• WHAT TO DO:
Print exactly the lines below between the line holding "Query: car grille" and the line holding "column 824, row 284", inclusive, and nothing more.

##########

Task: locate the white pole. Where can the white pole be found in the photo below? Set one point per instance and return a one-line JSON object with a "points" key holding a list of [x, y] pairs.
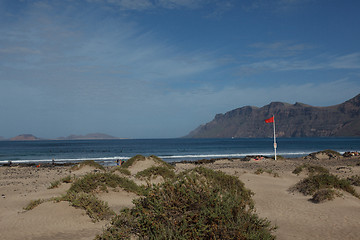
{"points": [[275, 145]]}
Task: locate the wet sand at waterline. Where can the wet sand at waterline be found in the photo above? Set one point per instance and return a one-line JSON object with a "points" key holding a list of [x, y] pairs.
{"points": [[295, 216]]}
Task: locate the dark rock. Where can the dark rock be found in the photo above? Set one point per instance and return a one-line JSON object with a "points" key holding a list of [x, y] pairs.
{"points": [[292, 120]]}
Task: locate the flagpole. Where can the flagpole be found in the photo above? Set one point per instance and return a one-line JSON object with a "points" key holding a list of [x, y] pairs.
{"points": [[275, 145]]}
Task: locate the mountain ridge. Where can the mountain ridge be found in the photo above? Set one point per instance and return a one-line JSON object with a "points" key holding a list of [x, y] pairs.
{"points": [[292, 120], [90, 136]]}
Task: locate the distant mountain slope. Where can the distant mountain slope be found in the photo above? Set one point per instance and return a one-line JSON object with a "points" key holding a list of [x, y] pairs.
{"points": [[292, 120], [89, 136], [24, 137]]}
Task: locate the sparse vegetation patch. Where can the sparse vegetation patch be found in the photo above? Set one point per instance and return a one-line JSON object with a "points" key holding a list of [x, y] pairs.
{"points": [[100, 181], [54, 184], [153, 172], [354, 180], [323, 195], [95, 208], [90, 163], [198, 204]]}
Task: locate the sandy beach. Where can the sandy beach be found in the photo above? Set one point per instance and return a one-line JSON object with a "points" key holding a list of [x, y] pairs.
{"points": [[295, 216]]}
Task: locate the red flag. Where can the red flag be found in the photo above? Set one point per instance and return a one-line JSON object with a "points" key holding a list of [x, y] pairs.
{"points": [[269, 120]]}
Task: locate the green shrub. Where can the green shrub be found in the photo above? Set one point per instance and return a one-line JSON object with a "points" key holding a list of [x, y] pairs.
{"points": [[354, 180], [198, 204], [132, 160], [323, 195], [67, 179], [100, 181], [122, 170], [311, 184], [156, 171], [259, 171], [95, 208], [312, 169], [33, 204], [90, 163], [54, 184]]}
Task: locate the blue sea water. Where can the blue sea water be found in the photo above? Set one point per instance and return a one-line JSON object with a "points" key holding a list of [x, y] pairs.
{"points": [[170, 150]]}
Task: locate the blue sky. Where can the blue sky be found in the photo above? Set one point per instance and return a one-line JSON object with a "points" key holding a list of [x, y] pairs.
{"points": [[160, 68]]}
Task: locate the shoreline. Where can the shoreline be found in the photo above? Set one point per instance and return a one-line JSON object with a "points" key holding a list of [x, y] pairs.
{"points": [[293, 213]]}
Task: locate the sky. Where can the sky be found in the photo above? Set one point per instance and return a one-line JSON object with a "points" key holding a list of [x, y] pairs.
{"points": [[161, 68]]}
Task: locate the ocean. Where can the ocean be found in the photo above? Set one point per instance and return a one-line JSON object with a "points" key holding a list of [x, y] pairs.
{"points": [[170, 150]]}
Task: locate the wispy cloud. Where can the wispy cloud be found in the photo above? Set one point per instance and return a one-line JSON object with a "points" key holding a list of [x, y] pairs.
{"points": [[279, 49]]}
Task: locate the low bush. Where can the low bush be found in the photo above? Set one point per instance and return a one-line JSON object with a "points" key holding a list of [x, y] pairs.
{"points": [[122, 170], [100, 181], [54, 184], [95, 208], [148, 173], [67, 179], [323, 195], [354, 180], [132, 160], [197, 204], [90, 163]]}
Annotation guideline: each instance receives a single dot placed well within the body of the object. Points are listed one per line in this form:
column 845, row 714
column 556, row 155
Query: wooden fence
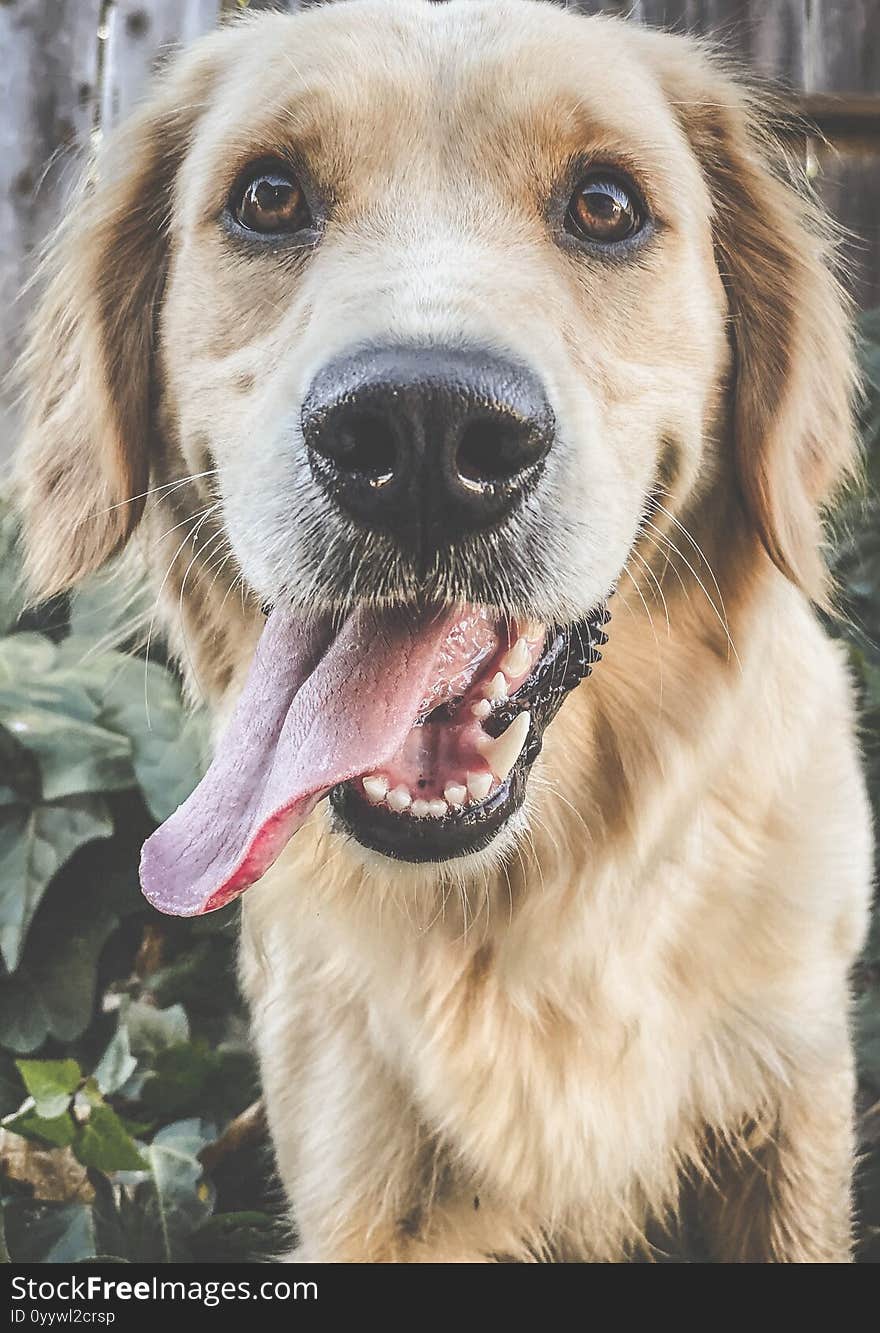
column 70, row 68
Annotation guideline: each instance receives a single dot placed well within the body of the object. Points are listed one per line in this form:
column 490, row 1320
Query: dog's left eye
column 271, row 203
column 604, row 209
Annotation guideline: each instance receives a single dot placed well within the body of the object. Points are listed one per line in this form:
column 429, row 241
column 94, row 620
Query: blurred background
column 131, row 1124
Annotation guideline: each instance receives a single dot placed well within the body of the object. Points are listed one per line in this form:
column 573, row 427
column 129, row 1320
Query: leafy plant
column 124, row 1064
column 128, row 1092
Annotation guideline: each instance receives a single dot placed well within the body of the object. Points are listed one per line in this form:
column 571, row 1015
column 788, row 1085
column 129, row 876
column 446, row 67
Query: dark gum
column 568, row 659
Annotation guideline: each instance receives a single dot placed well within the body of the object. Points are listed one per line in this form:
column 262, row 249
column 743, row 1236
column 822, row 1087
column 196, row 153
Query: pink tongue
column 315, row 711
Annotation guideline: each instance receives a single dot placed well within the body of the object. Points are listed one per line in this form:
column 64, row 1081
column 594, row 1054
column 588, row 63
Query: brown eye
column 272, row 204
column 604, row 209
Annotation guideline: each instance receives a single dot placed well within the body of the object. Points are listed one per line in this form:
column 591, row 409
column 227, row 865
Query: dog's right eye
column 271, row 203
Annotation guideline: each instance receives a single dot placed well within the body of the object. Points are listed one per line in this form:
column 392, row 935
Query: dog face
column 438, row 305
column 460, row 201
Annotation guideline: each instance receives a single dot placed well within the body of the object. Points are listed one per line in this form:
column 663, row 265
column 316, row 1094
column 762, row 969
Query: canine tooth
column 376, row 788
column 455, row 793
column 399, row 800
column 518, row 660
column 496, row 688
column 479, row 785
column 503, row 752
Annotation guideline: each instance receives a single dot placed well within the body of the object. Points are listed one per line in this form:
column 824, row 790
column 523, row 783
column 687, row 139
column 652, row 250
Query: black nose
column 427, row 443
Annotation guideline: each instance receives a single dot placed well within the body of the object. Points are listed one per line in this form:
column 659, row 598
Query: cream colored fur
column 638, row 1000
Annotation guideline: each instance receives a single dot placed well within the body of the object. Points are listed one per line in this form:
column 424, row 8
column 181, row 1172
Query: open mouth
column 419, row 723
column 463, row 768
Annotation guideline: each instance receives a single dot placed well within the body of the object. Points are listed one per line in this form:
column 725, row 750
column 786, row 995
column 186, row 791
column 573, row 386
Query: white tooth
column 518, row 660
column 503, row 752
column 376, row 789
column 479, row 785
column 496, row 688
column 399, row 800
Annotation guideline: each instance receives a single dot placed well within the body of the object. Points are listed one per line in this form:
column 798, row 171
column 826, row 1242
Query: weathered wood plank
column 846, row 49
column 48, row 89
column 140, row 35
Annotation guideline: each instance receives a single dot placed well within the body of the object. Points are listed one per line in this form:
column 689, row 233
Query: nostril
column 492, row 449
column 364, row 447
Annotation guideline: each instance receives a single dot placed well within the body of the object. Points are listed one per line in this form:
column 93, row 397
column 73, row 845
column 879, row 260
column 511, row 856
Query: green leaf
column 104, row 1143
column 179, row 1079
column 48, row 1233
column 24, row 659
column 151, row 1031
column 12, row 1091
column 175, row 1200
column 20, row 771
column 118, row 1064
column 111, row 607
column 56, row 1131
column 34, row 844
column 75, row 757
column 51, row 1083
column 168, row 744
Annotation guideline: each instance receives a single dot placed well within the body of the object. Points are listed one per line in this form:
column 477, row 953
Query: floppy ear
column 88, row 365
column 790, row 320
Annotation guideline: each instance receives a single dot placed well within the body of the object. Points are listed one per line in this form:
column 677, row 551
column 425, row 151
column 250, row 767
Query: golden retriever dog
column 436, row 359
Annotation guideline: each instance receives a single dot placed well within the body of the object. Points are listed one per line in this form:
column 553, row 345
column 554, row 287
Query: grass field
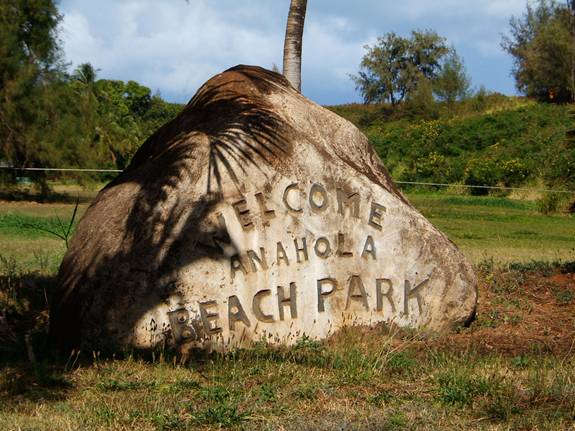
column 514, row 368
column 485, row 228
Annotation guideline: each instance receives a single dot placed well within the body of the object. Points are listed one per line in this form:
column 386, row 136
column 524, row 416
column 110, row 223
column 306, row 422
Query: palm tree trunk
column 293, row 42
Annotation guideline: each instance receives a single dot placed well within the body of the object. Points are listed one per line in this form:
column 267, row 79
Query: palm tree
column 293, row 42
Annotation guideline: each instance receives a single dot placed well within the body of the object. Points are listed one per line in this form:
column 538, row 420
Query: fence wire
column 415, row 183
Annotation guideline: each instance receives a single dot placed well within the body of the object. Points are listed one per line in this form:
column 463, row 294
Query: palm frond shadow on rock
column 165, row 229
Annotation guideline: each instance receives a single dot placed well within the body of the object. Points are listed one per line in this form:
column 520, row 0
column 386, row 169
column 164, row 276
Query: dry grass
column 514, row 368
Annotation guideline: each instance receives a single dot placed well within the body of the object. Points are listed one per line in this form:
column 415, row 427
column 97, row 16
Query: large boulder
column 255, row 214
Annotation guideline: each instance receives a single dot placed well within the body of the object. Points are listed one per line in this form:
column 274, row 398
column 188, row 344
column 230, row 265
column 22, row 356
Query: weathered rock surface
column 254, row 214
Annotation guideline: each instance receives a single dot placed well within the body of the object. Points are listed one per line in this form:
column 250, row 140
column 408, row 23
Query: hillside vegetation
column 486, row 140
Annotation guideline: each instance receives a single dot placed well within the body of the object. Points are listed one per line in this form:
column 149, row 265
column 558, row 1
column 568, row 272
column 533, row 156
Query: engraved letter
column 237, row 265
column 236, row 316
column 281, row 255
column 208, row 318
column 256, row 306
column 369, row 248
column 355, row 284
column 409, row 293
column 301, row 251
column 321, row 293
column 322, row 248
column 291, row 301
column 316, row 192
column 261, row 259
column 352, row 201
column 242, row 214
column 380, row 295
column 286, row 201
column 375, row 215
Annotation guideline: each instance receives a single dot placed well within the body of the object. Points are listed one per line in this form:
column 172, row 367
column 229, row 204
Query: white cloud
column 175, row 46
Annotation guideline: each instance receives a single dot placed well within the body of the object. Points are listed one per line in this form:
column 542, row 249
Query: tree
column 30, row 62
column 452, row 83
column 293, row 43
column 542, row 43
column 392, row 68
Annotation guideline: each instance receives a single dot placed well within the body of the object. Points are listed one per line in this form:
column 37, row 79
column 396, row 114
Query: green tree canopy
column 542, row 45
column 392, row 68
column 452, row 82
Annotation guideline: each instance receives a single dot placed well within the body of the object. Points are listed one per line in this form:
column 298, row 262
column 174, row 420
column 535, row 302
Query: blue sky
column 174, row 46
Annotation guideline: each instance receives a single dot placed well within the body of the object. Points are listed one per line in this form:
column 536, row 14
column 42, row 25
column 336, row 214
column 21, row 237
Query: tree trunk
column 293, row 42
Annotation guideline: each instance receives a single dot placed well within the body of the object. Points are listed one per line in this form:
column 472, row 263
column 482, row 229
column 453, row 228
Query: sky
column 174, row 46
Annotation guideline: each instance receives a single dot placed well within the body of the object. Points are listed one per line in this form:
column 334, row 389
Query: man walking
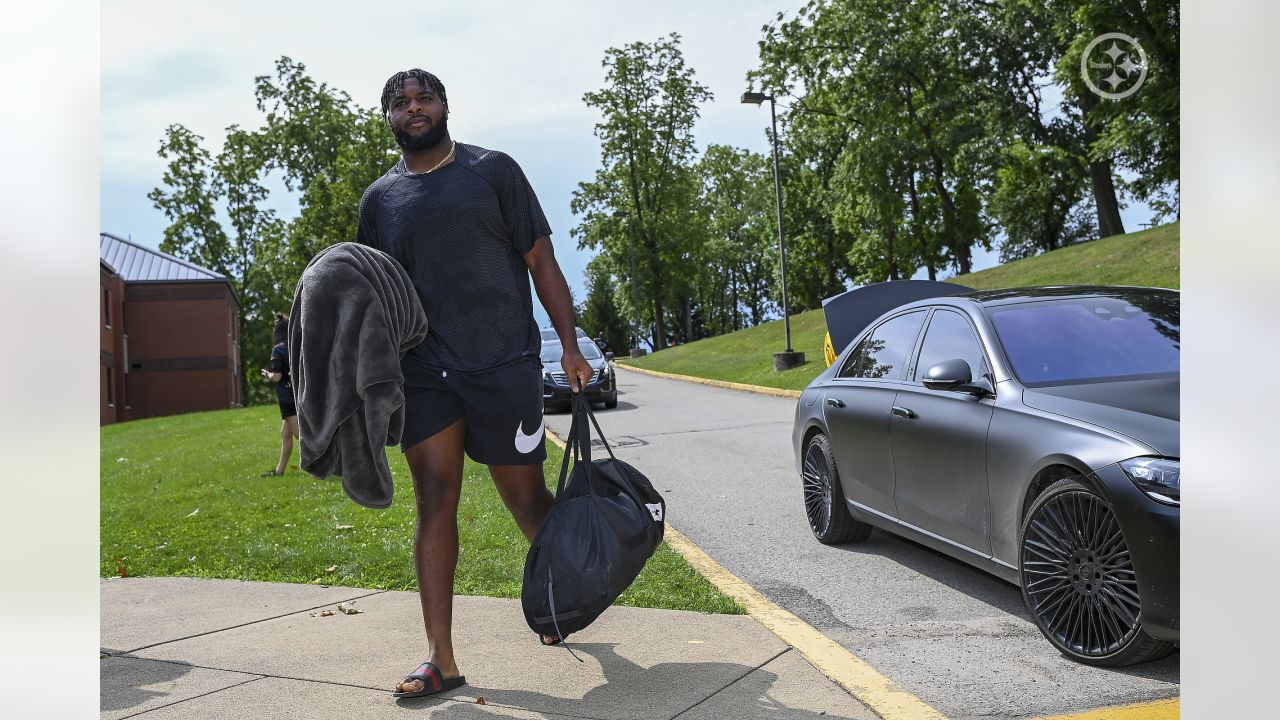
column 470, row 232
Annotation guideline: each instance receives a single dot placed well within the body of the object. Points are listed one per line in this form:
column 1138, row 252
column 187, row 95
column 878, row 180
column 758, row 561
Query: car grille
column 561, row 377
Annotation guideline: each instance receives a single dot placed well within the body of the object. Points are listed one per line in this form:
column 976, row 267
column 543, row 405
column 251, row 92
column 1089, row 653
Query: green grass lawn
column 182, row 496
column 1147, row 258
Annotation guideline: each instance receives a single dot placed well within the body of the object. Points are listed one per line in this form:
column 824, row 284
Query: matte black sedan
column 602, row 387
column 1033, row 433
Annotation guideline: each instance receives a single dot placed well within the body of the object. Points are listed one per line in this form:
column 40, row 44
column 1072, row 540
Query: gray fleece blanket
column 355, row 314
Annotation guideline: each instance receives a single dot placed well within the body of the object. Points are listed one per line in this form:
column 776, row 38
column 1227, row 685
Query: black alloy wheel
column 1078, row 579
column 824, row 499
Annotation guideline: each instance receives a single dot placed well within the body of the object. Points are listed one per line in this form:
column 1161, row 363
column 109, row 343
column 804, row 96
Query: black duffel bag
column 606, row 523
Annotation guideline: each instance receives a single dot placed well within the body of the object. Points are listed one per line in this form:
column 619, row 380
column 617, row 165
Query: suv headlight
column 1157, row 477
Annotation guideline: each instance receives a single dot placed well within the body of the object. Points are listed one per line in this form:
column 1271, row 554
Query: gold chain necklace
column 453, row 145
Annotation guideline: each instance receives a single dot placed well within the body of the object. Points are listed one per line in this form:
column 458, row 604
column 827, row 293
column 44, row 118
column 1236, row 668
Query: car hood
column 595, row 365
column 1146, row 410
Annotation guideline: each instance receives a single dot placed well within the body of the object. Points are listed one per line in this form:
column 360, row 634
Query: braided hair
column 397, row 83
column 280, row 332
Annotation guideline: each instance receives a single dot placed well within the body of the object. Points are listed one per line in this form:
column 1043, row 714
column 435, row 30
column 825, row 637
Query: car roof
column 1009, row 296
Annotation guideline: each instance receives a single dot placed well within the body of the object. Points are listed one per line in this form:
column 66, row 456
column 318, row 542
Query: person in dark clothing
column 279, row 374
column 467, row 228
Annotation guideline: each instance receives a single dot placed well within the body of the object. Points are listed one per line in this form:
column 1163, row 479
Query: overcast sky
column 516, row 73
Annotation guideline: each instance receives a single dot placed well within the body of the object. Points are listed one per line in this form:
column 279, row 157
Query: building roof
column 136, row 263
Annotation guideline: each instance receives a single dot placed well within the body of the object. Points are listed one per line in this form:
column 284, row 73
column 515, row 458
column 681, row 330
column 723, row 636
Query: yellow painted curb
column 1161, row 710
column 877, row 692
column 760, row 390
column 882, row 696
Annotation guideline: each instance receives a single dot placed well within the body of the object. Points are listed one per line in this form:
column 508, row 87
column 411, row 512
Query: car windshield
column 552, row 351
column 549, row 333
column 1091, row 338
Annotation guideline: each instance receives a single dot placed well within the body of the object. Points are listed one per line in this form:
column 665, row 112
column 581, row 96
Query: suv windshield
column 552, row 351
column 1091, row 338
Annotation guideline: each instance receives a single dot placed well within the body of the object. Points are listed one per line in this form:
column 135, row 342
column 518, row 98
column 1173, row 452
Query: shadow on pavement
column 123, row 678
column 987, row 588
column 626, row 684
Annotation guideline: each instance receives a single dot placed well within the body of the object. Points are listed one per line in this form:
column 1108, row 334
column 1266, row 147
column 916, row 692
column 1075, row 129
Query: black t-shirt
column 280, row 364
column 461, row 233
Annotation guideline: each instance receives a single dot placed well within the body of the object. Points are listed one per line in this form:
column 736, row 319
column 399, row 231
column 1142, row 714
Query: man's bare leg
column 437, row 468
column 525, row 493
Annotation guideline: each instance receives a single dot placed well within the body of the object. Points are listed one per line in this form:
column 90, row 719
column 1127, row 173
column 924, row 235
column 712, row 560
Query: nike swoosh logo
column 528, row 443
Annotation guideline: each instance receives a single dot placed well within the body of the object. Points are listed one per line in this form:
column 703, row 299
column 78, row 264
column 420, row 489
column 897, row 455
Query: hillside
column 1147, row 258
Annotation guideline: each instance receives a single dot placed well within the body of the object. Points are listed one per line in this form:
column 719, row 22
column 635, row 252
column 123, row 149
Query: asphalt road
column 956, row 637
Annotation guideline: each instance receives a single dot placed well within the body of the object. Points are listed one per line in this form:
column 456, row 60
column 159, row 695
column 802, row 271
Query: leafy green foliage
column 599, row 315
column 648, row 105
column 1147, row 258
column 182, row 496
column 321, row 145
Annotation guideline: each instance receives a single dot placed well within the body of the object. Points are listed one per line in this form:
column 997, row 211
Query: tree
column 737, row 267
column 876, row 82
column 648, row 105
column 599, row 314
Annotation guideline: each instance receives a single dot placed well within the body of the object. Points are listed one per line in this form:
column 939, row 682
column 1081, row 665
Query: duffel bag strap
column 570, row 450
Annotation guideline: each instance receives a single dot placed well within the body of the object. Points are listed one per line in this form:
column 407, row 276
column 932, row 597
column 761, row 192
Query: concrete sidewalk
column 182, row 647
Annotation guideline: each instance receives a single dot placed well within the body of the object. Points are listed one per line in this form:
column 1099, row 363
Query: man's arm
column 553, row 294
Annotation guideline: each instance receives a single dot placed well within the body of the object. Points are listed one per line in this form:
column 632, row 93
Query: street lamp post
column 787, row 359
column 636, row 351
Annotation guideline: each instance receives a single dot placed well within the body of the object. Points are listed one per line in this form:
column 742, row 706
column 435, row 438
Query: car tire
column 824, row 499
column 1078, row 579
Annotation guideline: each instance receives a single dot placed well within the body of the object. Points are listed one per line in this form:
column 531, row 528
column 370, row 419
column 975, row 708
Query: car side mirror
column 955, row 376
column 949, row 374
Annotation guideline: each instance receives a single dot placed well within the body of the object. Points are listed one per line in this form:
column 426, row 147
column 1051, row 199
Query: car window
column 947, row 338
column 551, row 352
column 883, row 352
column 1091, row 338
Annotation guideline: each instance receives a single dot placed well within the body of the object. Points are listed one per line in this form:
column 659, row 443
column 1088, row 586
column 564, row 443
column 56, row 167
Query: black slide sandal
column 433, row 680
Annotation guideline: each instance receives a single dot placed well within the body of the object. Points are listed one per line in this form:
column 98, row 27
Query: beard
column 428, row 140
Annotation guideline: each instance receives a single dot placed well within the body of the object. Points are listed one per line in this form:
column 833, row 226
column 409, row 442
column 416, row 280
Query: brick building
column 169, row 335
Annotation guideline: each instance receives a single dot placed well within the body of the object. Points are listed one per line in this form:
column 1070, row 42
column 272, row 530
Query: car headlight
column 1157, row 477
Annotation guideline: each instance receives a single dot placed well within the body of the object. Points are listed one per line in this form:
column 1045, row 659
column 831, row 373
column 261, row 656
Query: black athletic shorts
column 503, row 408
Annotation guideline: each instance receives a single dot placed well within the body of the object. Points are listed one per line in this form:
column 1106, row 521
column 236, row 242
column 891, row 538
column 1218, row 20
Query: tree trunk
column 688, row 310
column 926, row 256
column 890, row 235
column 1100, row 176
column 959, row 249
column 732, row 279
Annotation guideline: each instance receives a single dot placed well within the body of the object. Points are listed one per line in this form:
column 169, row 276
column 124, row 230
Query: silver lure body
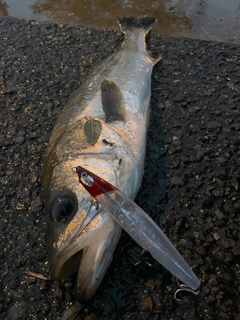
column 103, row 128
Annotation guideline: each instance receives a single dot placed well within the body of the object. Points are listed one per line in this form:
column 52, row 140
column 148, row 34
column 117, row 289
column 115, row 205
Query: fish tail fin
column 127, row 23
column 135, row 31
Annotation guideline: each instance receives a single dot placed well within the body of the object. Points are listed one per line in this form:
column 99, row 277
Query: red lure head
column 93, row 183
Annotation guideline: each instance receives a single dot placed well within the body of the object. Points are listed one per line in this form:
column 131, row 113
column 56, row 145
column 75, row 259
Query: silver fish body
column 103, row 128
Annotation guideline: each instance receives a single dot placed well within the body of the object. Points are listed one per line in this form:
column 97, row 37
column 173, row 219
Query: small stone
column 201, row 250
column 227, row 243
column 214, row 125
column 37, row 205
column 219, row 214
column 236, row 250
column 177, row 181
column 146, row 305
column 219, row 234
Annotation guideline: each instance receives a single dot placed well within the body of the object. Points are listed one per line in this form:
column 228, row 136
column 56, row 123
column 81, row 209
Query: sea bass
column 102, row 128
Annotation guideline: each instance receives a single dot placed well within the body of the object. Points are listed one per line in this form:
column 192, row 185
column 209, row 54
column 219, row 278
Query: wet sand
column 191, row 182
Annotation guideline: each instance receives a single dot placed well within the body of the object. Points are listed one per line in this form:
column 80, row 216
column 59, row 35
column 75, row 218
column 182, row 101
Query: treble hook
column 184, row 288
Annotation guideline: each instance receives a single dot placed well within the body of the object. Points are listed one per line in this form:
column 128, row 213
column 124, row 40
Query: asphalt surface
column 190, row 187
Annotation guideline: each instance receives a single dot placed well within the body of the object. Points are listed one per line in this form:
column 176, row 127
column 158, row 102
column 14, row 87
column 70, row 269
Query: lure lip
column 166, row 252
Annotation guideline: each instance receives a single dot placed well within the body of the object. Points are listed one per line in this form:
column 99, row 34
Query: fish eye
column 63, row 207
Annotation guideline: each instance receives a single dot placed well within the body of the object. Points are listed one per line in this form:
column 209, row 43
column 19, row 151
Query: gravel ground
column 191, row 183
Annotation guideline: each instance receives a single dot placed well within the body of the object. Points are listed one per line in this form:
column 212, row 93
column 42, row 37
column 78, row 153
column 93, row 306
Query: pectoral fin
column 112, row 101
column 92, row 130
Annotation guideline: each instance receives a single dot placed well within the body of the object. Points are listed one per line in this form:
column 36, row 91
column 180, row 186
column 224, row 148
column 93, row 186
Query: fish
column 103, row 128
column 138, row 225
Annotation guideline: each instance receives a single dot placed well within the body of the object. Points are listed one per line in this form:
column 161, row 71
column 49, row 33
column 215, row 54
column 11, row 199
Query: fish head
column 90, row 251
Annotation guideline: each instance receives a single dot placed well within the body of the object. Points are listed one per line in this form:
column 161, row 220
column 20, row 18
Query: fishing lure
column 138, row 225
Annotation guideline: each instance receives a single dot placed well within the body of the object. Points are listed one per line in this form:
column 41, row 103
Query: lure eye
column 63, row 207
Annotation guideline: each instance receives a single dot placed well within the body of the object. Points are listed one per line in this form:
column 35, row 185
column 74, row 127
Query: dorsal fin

##########

• OUTPUT OF THE TASK:
Query: car grille
column 561, row 377
Annotation guideline: each instance receives a single dot placed well within the body of the object. Points are listed one per line in this form:
column 976, row 267
column 543, row 405
column 251, row 92
column 1089, row 653
Query: green grass lawn
column 182, row 496
column 1147, row 258
Annotation guideline: each instance receives a single dot placed well within the body of the object. Points are listed one per line in this form:
column 824, row 284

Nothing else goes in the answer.